------ DATA TO PROCESS
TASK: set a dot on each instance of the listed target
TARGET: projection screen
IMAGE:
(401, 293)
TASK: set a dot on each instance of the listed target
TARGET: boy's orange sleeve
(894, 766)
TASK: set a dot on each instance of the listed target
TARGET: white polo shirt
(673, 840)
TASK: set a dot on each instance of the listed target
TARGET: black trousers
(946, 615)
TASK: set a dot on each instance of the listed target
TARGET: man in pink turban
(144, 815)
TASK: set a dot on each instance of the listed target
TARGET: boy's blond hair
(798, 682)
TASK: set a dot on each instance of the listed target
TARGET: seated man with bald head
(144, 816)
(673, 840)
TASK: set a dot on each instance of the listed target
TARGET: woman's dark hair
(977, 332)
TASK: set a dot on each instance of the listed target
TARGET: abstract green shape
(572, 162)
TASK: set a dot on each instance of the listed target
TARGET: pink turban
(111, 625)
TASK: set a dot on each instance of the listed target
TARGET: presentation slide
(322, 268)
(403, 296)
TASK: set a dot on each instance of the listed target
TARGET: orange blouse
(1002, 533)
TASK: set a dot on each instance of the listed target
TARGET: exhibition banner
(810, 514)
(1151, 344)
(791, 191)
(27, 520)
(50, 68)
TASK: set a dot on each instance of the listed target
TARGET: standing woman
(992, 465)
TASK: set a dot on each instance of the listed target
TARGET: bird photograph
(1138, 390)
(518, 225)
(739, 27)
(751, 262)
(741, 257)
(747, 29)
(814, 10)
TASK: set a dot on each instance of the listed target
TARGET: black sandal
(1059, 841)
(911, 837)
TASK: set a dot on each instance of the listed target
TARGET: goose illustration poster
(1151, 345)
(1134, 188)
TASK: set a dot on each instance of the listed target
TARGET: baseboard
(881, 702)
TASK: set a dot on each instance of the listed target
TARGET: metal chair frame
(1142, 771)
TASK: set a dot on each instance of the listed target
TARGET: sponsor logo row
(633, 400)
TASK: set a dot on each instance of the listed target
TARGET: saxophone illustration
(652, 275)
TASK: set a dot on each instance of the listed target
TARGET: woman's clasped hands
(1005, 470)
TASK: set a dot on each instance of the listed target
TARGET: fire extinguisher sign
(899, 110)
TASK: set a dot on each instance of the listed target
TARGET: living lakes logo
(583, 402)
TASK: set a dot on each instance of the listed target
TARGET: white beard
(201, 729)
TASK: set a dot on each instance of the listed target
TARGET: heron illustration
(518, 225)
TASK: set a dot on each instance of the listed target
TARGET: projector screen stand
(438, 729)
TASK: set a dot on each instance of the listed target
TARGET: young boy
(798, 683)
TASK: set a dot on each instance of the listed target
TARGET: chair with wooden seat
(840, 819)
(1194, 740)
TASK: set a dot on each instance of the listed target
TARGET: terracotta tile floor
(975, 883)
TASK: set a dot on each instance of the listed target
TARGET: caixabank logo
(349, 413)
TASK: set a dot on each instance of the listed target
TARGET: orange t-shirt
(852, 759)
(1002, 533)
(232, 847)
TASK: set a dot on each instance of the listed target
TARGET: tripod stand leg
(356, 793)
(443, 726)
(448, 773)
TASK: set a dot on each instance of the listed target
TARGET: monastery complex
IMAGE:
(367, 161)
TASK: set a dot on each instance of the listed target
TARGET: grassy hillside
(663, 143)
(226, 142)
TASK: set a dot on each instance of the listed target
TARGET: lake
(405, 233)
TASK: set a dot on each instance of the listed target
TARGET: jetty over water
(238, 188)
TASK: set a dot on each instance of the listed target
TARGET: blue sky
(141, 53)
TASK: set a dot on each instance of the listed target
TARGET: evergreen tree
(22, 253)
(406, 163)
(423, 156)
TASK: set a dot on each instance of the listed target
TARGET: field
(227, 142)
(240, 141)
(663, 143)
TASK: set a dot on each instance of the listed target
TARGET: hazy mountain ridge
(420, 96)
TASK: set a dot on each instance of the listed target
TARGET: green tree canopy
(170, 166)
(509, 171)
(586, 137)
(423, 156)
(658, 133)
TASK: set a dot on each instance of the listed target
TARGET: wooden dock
------------
TASK BRIEF:
Once the records have been read, print them all again exactly.

OUTPUT BELOW:
TASK: set a dot on each instance of the listed target
TARGET: projection screen
IMAGE:
(401, 293)
TASK: set a dot on each instance of the listed target
TARGET: boy's orange sleeve
(894, 766)
TASK: set a dot on each instance of the listed target
TARGET: white polo shirt
(673, 840)
TASK: set a dot on each instance of the listed target
TARGET: black trousers
(946, 615)
TASK: set a dot on each instance of the listed target
TARGET: man in pink turban
(144, 815)
TASK: set a dot on each instance of the listed target
TARGET: boy's blond hair
(798, 682)
TASK: set a dot on each instance of the listed target
TARGET: seated man with bald head
(144, 816)
(673, 840)
TASK: set a dot on each instance of the listed target
TARGET: woman's dark hair
(977, 332)
TASK: set a dot on each instance of the listed target
TARGET: abstract green shape
(572, 162)
TASK: set a dot on each instance of the listed target
TARGET: pink turban
(111, 625)
TASK: set a dot on each instance of the listed target
TARGET: presentation slide
(322, 268)
(403, 296)
TASK: set a dot on each instance of the listed target
TARGET: orange blouse
(1002, 533)
TASK: set a dot on each instance of the listed target
TARGET: exhibition banner
(810, 514)
(1151, 344)
(791, 191)
(27, 520)
(50, 68)
TASK: set a dot on each instance of the listed target
TARGET: standing woman
(992, 465)
TASK: set a dot on each instance of the listed target
TARGET: bird photograph
(1138, 390)
(518, 225)
(739, 27)
(751, 262)
(741, 257)
(747, 29)
(814, 10)
TASK: set a dot on each instance of the listed target
TARGET: black sandal
(1059, 841)
(911, 837)
TASK: set a dot on each instance of the listed target
TARGET: goose illustration poster
(1151, 345)
(1134, 188)
TASK: set a dot on each instance of the listed target
TARGET: baseboard
(881, 702)
TASK: set a dot on each instance of the listed target
TARGET: metal chair frame
(1142, 771)
TASK: set a dot on each instance of the listed target
TARGET: sponsor logo row
(633, 400)
TASK: set a dot on each instance of the listed target
TARGET: saxophone illustration
(652, 275)
TASK: set a dot on each instance of the listed target
TARGET: woman's clasped hands
(1005, 470)
TASK: set a dot on each instance of the listed target
TARGET: fire extinguisher sign
(899, 110)
TASK: set a dot on each instance of the listed target
TARGET: living lakes logo
(583, 402)
TASK: set a dot on each instance of the listed target
TARGET: white beard
(201, 729)
TASK: set a dot on each instance of the listed target
TARGET: heron illustration
(518, 225)
TASK: set a dot on each instance of the listed target
TARGET: projector screen stand
(438, 729)
TASK: set a dot on each instance of the listed target
TARGET: young boy
(798, 683)
TASK: set a dot on each instance of the listed target
TARGET: chair with wooden seat
(840, 819)
(1194, 740)
TASK: set a dot on each instance of the listed target
TARGET: terracotta tile floor
(975, 883)
TASK: set a dot on each instance of the listed target
TARGET: caixabank logo
(349, 413)
TASK: set a dot on each instance of the listed target
TARGET: orange t-shirt
(852, 759)
(1002, 533)
(232, 847)
TASK: set a dot on each instance of the listed target
TARGET: tripod stand leg
(356, 793)
(443, 726)
(448, 773)
TASK: set a dot on each instance of the listed target
TARGET: monastery complex
IMAGE:
(367, 161)
TASK: set a dot on each instance of the listed target
TARGET: grassy hillside
(663, 143)
(226, 142)
TASK: set a dot on each instance of the listed target
TARGET: lake
(405, 233)
TASK: set a dot on each instance of the listed target
TARGET: jetty over water
(238, 188)
TASK: set a dot on each instance of the listed target
TARGET: blue sky
(141, 53)
TASK: set a dot on each instance of the listed target
TARGET: evergreen tree
(22, 253)
(406, 163)
(423, 156)
TASK: set a dot on each instance of the listed target
TARGET: field
(227, 142)
(240, 141)
(663, 143)
TASK: set a dot on each instance of the listed target
TARGET: hazy mountain ridge
(420, 96)
TASK: set a dot on each instance of the listed target
TARGET: green tree canopy
(170, 166)
(509, 171)
(586, 137)
(423, 156)
(658, 133)
TASK: set a dot on each instance of the listed target
TARGET: wooden dock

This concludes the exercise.